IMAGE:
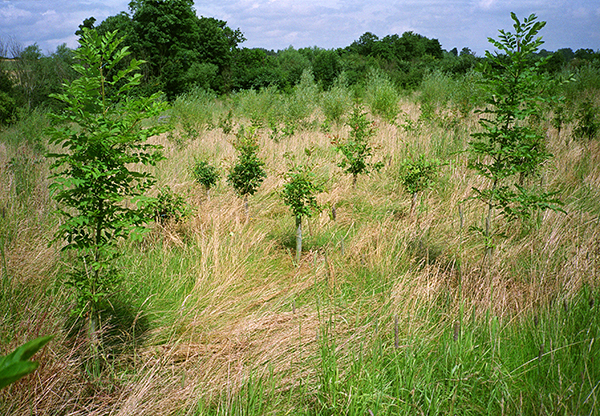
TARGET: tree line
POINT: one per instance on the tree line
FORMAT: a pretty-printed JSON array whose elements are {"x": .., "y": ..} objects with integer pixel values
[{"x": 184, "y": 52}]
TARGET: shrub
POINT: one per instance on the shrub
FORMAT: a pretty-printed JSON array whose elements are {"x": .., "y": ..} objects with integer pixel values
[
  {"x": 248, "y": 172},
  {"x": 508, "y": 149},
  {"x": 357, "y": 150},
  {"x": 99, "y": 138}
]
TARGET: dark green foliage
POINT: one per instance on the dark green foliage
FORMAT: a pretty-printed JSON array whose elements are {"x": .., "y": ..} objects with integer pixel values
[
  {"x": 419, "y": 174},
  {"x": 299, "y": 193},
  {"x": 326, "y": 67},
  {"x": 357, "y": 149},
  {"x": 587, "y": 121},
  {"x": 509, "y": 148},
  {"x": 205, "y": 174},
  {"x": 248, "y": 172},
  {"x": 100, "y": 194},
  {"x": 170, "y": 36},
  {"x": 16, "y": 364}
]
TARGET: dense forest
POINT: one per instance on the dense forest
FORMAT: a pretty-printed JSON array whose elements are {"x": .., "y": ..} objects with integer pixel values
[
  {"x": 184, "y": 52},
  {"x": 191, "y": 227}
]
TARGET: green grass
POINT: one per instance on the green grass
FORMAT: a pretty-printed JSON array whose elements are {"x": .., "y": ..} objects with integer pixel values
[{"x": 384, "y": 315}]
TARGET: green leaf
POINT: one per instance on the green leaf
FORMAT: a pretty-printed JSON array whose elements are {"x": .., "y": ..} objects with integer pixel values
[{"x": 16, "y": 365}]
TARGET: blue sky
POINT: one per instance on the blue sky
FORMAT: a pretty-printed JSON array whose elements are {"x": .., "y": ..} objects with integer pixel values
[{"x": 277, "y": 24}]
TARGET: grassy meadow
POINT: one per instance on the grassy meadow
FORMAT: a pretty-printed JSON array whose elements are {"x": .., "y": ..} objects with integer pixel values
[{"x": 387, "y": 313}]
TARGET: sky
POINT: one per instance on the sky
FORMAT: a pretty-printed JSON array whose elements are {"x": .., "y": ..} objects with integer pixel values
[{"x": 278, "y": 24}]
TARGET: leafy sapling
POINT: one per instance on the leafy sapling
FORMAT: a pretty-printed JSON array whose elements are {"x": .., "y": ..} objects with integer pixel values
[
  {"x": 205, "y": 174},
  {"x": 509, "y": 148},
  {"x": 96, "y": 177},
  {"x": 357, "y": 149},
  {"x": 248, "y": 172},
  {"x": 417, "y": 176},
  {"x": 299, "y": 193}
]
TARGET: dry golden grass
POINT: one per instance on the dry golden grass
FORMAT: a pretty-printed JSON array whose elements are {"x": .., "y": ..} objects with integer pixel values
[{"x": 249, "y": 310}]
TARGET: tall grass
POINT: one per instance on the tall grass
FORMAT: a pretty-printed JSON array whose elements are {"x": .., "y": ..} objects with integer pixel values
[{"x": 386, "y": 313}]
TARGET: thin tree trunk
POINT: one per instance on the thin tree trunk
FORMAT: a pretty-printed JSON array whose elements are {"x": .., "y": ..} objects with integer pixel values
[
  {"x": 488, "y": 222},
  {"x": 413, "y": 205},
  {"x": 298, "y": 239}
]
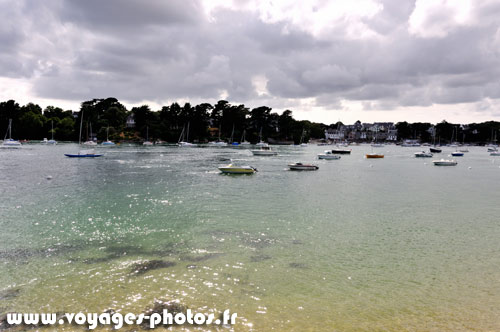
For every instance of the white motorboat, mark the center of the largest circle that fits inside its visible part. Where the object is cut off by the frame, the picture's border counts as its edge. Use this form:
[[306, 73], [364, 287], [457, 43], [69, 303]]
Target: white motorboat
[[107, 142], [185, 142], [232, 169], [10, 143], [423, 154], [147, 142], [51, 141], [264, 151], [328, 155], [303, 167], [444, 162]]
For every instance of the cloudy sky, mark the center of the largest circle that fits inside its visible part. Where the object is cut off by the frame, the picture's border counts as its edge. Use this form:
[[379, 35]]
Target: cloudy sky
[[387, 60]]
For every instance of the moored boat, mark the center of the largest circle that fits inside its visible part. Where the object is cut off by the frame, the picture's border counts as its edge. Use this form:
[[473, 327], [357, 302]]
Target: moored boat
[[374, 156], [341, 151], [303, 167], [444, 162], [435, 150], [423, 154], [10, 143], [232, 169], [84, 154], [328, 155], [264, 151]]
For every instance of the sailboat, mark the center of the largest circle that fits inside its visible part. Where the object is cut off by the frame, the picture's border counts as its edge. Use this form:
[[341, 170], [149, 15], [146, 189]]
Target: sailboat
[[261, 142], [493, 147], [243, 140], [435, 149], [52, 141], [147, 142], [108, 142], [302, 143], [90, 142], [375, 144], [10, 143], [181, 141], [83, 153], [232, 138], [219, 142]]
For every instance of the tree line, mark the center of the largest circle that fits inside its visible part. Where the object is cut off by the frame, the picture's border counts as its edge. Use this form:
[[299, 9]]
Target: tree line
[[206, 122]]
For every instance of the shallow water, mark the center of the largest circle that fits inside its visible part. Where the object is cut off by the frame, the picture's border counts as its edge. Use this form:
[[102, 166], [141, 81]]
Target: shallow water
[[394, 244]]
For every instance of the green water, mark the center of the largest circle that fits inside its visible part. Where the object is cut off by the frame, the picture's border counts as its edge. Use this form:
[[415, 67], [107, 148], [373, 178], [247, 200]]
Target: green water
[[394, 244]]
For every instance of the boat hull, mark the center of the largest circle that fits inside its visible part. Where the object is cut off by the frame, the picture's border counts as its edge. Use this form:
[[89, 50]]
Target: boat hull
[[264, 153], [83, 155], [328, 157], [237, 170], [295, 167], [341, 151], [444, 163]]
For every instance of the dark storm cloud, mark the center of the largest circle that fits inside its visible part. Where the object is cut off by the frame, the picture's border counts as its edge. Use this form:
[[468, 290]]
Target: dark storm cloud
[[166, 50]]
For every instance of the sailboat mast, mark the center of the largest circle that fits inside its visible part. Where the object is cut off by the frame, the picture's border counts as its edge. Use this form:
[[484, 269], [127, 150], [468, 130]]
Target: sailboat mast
::::
- **EXERCISE**
Quote the material word for word, dropping any images it holds.

- **SOLUTION TO THIS TASK**
IMAGE:
TARGET: tree line
POINT: one per instance on the tree line
FORMAT: a pretty-printed JSON array whose elements are {"x": .., "y": ..} objects with integer pixel values
[{"x": 184, "y": 52}]
TARGET: shrub
POINT: one per instance on the shrub
FORMAT: a pretty-printed JSON array whose elements are {"x": .., "y": ..} objects with integer pixel values
[
  {"x": 248, "y": 172},
  {"x": 508, "y": 149},
  {"x": 357, "y": 150},
  {"x": 99, "y": 138}
]
TARGET: dark green foliage
POINT: one per instance on the dark green foliage
FORMAT: a pretty-printed JSON array whose elements are {"x": .., "y": ..} objects with integer pixel values
[
  {"x": 419, "y": 174},
  {"x": 299, "y": 193},
  {"x": 326, "y": 67},
  {"x": 357, "y": 149},
  {"x": 587, "y": 121},
  {"x": 509, "y": 148},
  {"x": 205, "y": 174},
  {"x": 248, "y": 172},
  {"x": 100, "y": 194},
  {"x": 170, "y": 36},
  {"x": 16, "y": 364}
]
TARGET: dense forest
POINT: one per instance on the dense forest
FORMAT: a pretty-printed JSON array whose elements are {"x": .., "y": ..} objects with integer pixel values
[
  {"x": 184, "y": 52},
  {"x": 191, "y": 227}
]
TARGET: green grass
POINT: one per instance on the green grass
FORMAT: a pretty-printed JSON array whose elements are {"x": .., "y": ..} objects with integer pixel values
[{"x": 384, "y": 315}]
TARGET: green leaf
POINT: one per instance on the green leaf
FORMAT: a pretty-printed JSON array whose elements are {"x": .., "y": ..} objects with integer pixel values
[{"x": 16, "y": 365}]
TARGET: blue sky
POINT: one per instance on the blue sky
FORMAT: a pretty-printed JSON array whose elements are {"x": .., "y": ..} objects with integer pixel values
[{"x": 277, "y": 24}]
TARGET: grassy meadow
POINT: one per instance on the grassy meadow
FORMAT: a pretty-printed JSON array whose elements are {"x": .., "y": ..} objects with integer pixel values
[{"x": 387, "y": 313}]
TARGET: sky
POINT: one per instance on the sky
FORMAT: a pretty-printed JSON array whose elements are {"x": .., "y": ..} objects with integer pixel values
[{"x": 278, "y": 24}]
TARGET: leafy sapling
POINT: one per instance on the leafy sapling
FORMAT: a pretty-printed JSON array whose elements are {"x": .., "y": ..} objects with integer pixel values
[
  {"x": 205, "y": 174},
  {"x": 509, "y": 148},
  {"x": 96, "y": 177},
  {"x": 357, "y": 149},
  {"x": 248, "y": 172},
  {"x": 417, "y": 176},
  {"x": 299, "y": 193}
]
TARGET: dry golden grass
POINT: one per instance on the dry golden grass
FORMAT: a pretty-printed JSON array whose elements are {"x": .., "y": ..} objects with integer pixel values
[{"x": 249, "y": 310}]
TARGET: tall grass
POINT: one per instance on the tall grass
FORMAT: a pretty-printed JSON array whose elements are {"x": .., "y": ..} objects with integer pixel values
[{"x": 386, "y": 313}]
TARGET: thin tree trunk
POINT: one per instance on the thin tree trunk
FORMAT: a pretty-printed JSON array whose elements are {"x": .., "y": ..} objects with integer pixel values
[
  {"x": 488, "y": 222},
  {"x": 413, "y": 205},
  {"x": 298, "y": 239}
]
For every instance of the white motorboat, mark the center of the largest circle that fits inside its visible part. Where the object is cut off by the frame, the picture's border counts as its edge. Use this form:
[[306, 73], [364, 287], [457, 43], [69, 303]]
Target: white motorboat
[[107, 142], [185, 142], [232, 169], [10, 143], [423, 154], [147, 142], [51, 141], [264, 151], [328, 155], [303, 167], [444, 162]]
For every instance of the cloudy sky, mark the center of the largest circle that fits inside its visible part. Where the object is cut off by the frame, the picture's border counts as its edge. Use this form:
[[379, 35]]
Target: cloudy sky
[[387, 60]]
For every instance of the moored boat, mark the center of the largest circle that fits inside its visible part. Where the object is cut off by the frame, the picture's border counts as its edge. Use this form:
[[473, 327], [357, 302]]
Target: moored boat
[[374, 156], [341, 151], [303, 167], [444, 162], [435, 150], [423, 154], [10, 143], [232, 169], [84, 154], [328, 155], [264, 151]]
For every instance of the sailboat, mark the center of the largest circle that fits inside its visible part. Where the object is cut off by the frame, the picture's border counts as its edge. Use this form:
[[341, 170], [149, 15], [146, 189]]
Target: sailboat
[[261, 142], [493, 147], [243, 140], [435, 149], [52, 141], [147, 142], [108, 142], [302, 143], [90, 142], [375, 144], [10, 143], [181, 141], [83, 153], [232, 138], [219, 142]]
For every instance of the tree line, mark the center of the largest circle that fits inside its visible part. Where the object is cut off by the frame, the picture's border counts as its edge. Use this form:
[[299, 9]]
Target: tree line
[[206, 122]]
For every instance of the shallow water, mark the center of the largest circle that fits inside its visible part. Where the object is cut off by the frame, the picture's border counts as its edge. Use this form:
[[102, 166], [141, 81]]
Target: shallow water
[[394, 244]]
For every instance of the green water, mark the center of the largest circle that fits inside its visible part. Where the object is cut off by the frame, the picture's border counts as its edge. Use this form:
[[415, 67], [107, 148], [373, 178], [247, 200]]
Target: green water
[[394, 244]]
For every instance of the boat hull, mark the center of the largest circle that fits inside its visible part. Where the object is cut off by the frame, the picture's border counts as its edge. Use this form:
[[89, 50]]
Target: boat hull
[[264, 153], [83, 155], [328, 157], [237, 170], [295, 167], [341, 151], [444, 163]]
For every instance of the dark storm cloud, mark the center of the largest circle that fits inside its visible part. Where the object is cut off by the frame, the picture's border counts as its edge. Use this form:
[[468, 290]]
Target: dark storm cloud
[[166, 50]]
For every instance of the sailboat mast, mark the center of the largest circle that fits inside its visible part. Where the object is cut off by the frame, the picture's border counts as its edge. Use this form:
[[484, 269], [127, 150], [468, 130]]
Target: sailboat mast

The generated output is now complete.